- CHALLENGE
Update all the records below by changing "Where can you spot" to "Where do you see" and keeping everything else the same. Leave the pictures out of your answer.

* Begin *

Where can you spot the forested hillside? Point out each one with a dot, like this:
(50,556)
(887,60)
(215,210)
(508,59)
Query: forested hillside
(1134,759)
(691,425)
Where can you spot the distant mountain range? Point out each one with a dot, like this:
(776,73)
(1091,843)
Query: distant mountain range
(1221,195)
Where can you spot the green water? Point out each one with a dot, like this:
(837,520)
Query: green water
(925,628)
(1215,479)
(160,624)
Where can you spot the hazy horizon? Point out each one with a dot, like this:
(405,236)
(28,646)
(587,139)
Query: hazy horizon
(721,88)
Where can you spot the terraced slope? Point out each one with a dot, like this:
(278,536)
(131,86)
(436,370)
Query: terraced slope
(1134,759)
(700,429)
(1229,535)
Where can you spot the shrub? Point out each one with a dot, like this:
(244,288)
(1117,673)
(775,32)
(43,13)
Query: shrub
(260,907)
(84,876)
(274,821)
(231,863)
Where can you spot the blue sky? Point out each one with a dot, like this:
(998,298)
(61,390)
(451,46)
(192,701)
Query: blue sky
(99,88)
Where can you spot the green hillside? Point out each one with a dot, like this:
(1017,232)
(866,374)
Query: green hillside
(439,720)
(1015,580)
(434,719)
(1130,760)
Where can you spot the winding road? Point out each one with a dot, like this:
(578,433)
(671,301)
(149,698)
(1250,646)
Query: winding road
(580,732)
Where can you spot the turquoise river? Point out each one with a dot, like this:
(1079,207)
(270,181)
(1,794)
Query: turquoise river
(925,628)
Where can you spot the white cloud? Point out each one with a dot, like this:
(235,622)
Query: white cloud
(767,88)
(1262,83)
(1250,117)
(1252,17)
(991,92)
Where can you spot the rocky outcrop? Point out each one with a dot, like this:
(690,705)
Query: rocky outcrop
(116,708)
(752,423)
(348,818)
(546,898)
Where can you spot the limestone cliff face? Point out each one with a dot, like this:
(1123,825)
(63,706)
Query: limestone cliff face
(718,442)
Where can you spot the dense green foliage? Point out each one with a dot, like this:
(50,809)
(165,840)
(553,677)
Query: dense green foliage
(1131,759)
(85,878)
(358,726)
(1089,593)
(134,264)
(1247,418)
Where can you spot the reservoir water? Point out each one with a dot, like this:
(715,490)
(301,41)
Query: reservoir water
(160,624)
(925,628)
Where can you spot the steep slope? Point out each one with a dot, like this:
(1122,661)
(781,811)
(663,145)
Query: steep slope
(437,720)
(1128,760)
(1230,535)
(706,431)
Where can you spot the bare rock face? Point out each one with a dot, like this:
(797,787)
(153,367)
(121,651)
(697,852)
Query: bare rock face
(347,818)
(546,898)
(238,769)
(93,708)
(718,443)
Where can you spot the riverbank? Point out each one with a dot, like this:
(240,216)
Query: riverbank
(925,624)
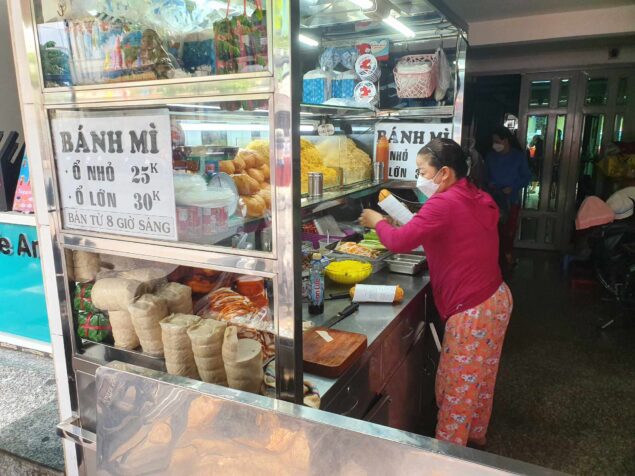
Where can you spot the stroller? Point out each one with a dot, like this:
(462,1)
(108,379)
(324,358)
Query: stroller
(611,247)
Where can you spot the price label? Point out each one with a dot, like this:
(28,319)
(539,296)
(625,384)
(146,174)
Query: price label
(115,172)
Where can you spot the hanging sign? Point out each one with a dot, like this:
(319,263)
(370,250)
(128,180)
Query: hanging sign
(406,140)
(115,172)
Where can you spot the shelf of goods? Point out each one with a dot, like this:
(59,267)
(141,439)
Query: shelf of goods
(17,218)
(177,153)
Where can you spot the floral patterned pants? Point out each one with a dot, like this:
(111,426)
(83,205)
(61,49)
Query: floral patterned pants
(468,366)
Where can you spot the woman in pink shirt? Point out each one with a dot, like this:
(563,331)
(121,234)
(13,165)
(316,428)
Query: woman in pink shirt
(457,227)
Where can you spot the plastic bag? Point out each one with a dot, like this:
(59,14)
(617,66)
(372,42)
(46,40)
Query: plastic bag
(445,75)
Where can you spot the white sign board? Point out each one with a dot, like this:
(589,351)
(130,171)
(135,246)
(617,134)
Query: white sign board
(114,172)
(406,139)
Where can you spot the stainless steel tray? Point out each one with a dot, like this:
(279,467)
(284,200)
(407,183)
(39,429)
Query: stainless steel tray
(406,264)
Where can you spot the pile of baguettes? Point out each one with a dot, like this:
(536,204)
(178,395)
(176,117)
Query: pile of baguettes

* End *

- WRITTEN ANSWER
Where do you see the forested hillside? Point out each one with a dot, like this:
(50,556)
(887,60)
(215,210)
(508,59)
Query: forested hillside
(1134,759)
(691,425)
Where do you see the distant mountain range? Point out each one with a dot, like this:
(776,73)
(1091,843)
Query: distant mountain range
(1221,195)
Where do you see the green water? Point out each one with a dot, like this:
(837,520)
Query: green water
(925,628)
(1215,479)
(160,624)
Where do you see the hazy horizon? Point out each one with a dot, like this:
(405,236)
(28,646)
(587,139)
Query: hazy horizon
(721,88)
Where do you see the terraced slope? Point out each one with a dot, like this:
(278,536)
(131,86)
(436,370)
Query: terraced slope
(1134,759)
(700,429)
(1229,535)
Where do you see the shrub? Point out each one with a dot, like this:
(244,288)
(1117,673)
(775,32)
(43,13)
Query: shrub
(260,907)
(84,876)
(274,821)
(231,863)
Where do you see the blue sky? Point out each one with a dot, like this:
(998,298)
(61,390)
(451,46)
(192,701)
Query: blue sky
(99,88)
Where do you see the green hillside? Point out each one with a dot, like this:
(1017,232)
(866,374)
Query: green hillside
(439,720)
(1015,580)
(434,719)
(1130,760)
Where do you see the winding road? Point out each one with a dot, like this:
(578,433)
(671,301)
(149,698)
(1250,646)
Query: winding road
(580,732)
Where do you see the turquoise river? Point out each one with a dot, like this:
(1079,207)
(270,181)
(1,794)
Query: turquoise river
(925,628)
Where do you see the white cloud? Point out each one with a dot, like this:
(235,622)
Query: white cloud
(767,88)
(1262,83)
(1250,117)
(1252,17)
(991,92)
Where do you see the rocky outcrop? Point out each one with a dot, like this:
(690,705)
Query: rocky outcrop
(116,708)
(752,423)
(348,818)
(546,898)
Where do you see the limestone cliff face? Point out each one with a dot, like this:
(1123,825)
(63,706)
Query: limestone cliff face
(718,442)
Where do you see the dense green foliage? Point out each one with a dot, like this:
(50,809)
(165,840)
(553,677)
Query: dense green foliage
(1131,759)
(85,878)
(358,726)
(1089,593)
(134,264)
(1247,418)
Where do you see the reservoir water? Point out each one with a dot, like this:
(715,490)
(301,41)
Query: reservoir water
(160,624)
(925,628)
Where do you see the steep slope? Point out each one with a dot, like this:
(1122,661)
(781,811)
(663,145)
Query: steep slope
(437,720)
(1128,760)
(1230,535)
(706,431)
Where do you see the bare rock face? Point out each one with a dot, like this:
(797,787)
(153,367)
(121,651)
(697,852)
Query: bare rock face
(347,818)
(546,898)
(238,769)
(93,708)
(718,443)
Where do you see the riverbank? Point out each one with a dot, like this:
(240,216)
Query: riverbank
(925,624)
Where do you see the stroller? Point out each one with a dot, like this:
(462,1)
(108,379)
(324,358)
Query: stroller
(611,247)
Where do you see the price label? Point out each one with a dot, like this:
(28,319)
(539,296)
(625,384)
(146,174)
Query: price label
(115,172)
Where do you see the hanging sign? Point out each one with a dot, like this:
(319,263)
(370,250)
(128,180)
Query: hanging sign
(406,140)
(115,172)
Where do you see the shelf of goods? Point out each one with a dot, like this:
(59,267)
(141,439)
Query: shelf of goods
(17,218)
(177,153)
Where do you see the floral patterned pants? Point out each one with a dot, like this:
(111,426)
(83,205)
(61,49)
Query: floral patterned pants
(468,366)
Where do you see the woman in pink shirt? Point out each one with a dot, like this:
(563,331)
(121,234)
(13,165)
(316,428)
Query: woman in pink shirt
(457,227)
Where do you see the plastic bag? Point out each one with a dot, like this:
(59,14)
(617,66)
(372,42)
(46,40)
Query: plastic bag
(445,75)
Where do you see the white sign board? Point out each one with a dot, like this:
(589,351)
(130,171)
(135,246)
(617,134)
Query: white sign board
(114,172)
(406,139)
Where do you see the stainless steel tray? Point out each one with a dot, like this:
(279,467)
(284,200)
(407,183)
(39,429)
Query: stainless steel tray
(406,264)
Where do you see the pile of baguettes? Point out each one with a dot, like this:
(536,204)
(178,395)
(176,117)
Query: pile of baguettes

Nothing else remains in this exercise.